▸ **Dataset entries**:
★ ★ ★

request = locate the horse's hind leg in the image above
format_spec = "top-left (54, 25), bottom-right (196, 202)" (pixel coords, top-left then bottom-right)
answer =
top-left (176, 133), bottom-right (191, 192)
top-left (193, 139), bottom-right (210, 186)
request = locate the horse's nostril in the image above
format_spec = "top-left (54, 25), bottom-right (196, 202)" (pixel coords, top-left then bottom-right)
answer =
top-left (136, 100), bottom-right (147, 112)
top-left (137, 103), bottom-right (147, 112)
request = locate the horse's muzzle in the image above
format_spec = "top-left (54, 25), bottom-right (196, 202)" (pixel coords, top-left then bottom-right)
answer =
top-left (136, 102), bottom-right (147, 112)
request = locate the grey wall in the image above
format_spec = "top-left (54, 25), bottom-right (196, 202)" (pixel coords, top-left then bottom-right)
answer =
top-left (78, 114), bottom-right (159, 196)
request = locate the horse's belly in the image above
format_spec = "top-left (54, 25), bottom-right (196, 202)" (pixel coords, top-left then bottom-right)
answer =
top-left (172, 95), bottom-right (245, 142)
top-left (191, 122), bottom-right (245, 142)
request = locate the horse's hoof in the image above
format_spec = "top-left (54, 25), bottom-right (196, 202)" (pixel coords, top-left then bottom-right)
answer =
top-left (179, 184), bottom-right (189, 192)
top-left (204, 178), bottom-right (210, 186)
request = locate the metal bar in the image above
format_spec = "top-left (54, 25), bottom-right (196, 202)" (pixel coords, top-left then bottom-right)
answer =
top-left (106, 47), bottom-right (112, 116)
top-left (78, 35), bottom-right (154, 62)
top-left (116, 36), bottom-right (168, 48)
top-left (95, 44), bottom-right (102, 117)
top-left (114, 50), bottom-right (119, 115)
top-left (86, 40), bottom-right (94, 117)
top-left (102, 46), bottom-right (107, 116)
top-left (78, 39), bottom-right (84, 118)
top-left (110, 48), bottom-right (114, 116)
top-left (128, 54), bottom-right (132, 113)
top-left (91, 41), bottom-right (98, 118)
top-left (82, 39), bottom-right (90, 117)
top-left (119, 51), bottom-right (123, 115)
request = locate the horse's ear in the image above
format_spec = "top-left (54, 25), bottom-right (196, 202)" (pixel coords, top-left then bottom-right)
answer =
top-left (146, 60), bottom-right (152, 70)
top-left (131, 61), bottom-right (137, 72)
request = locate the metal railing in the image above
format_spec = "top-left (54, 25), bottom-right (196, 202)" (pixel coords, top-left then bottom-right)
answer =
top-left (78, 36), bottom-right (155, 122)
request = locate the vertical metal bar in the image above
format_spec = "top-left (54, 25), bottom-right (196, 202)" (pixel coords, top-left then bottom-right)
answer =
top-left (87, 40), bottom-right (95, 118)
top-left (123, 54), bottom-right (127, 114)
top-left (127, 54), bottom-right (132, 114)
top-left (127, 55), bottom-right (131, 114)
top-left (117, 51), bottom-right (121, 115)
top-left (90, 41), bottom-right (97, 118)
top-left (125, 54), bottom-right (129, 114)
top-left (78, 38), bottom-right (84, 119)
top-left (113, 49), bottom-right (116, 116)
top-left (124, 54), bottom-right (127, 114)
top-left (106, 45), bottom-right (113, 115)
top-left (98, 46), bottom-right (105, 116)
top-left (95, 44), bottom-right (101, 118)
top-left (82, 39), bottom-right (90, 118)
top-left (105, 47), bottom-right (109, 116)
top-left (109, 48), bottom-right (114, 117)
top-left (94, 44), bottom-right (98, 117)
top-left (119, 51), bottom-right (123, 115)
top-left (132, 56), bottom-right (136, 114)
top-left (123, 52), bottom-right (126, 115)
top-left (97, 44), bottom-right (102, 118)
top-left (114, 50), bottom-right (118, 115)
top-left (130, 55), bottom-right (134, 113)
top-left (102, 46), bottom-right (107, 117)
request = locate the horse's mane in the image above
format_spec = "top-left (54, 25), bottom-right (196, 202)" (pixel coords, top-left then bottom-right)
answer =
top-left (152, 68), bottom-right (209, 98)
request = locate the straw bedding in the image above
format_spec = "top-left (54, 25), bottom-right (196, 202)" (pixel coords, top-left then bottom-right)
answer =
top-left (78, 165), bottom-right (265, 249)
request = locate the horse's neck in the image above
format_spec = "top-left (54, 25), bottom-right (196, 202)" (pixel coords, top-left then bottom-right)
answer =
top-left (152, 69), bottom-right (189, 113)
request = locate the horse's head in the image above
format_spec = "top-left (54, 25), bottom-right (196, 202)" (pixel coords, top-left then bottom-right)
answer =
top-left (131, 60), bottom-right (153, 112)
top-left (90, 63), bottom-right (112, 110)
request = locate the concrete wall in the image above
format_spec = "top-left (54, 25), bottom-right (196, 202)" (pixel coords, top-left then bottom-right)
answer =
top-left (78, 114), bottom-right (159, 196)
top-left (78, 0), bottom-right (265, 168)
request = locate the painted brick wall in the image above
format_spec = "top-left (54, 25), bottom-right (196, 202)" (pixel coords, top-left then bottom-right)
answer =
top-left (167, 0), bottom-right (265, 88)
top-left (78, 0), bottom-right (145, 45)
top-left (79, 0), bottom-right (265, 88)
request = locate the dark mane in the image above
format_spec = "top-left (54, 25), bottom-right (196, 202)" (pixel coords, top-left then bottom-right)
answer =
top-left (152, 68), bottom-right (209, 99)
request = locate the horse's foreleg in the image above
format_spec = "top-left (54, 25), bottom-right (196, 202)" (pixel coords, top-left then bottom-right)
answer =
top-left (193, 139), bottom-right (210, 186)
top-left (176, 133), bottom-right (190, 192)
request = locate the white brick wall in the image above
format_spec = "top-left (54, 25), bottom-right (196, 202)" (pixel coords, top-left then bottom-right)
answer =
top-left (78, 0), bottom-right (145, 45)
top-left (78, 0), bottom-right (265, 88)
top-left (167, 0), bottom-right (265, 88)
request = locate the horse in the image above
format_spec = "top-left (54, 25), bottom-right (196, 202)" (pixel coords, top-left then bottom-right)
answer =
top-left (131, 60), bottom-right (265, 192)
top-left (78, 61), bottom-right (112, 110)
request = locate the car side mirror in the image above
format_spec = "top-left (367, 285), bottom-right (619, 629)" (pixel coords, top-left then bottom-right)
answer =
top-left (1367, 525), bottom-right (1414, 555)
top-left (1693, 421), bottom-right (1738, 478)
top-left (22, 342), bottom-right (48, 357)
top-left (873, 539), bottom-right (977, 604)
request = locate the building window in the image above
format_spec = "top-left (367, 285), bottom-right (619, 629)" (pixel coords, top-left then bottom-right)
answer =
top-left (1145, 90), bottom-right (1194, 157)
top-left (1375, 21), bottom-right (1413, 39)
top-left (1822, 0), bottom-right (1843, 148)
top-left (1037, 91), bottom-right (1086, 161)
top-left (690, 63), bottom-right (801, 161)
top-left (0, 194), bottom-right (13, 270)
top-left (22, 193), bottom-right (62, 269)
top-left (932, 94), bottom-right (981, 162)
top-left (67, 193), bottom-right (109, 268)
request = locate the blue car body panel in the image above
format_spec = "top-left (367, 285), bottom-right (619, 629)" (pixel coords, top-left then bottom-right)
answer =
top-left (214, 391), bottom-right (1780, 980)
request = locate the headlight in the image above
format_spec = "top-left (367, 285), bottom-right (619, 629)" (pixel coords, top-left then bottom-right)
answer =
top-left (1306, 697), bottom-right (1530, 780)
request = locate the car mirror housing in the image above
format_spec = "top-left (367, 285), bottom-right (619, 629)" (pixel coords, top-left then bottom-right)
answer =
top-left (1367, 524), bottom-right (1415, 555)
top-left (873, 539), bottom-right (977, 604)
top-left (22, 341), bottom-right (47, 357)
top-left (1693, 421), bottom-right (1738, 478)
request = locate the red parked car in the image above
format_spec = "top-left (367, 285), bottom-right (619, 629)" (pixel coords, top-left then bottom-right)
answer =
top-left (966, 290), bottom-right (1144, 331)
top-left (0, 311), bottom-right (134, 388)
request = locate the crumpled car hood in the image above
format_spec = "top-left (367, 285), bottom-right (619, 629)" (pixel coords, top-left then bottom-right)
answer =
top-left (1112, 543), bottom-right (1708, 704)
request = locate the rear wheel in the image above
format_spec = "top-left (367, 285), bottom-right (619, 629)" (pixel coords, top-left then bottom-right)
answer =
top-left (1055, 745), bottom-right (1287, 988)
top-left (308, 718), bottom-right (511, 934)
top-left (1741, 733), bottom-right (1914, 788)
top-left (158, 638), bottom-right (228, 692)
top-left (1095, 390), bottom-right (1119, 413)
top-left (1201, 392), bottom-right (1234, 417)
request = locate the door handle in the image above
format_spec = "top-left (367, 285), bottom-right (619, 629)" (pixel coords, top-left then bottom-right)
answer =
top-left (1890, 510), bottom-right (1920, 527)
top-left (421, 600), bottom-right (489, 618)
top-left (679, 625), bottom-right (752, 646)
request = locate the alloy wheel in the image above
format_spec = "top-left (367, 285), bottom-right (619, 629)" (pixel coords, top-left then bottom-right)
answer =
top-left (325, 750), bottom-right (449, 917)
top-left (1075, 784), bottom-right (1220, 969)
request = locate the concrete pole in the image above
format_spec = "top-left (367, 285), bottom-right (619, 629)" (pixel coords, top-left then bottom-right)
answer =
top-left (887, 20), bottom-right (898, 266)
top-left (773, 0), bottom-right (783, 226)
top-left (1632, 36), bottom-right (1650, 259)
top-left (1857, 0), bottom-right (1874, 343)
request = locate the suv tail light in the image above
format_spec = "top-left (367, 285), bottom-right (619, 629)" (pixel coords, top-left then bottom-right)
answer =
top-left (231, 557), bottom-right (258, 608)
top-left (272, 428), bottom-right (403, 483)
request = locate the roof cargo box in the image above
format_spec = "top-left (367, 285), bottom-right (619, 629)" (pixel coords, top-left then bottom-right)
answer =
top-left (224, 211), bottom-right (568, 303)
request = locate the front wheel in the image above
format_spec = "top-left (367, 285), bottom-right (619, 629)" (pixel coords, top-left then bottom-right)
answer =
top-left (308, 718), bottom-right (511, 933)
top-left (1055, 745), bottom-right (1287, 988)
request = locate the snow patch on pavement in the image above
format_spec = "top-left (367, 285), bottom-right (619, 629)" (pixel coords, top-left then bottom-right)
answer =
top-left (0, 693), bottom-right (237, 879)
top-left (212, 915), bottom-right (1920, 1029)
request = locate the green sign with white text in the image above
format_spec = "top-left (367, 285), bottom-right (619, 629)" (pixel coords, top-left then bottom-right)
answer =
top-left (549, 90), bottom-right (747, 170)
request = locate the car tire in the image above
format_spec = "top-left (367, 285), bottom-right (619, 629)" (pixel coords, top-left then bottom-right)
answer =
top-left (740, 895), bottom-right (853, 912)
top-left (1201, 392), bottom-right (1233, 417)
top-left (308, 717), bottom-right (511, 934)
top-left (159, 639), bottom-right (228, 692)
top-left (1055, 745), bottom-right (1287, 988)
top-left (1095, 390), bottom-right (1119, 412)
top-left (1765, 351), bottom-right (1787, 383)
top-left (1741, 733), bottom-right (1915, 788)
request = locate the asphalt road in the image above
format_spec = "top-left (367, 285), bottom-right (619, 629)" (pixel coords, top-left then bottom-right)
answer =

★ ★ ★

▸ **The problem**: Once the lines containing "concrete" in the data above are counted, give the total by itself.

▸ **Exercise response**: 2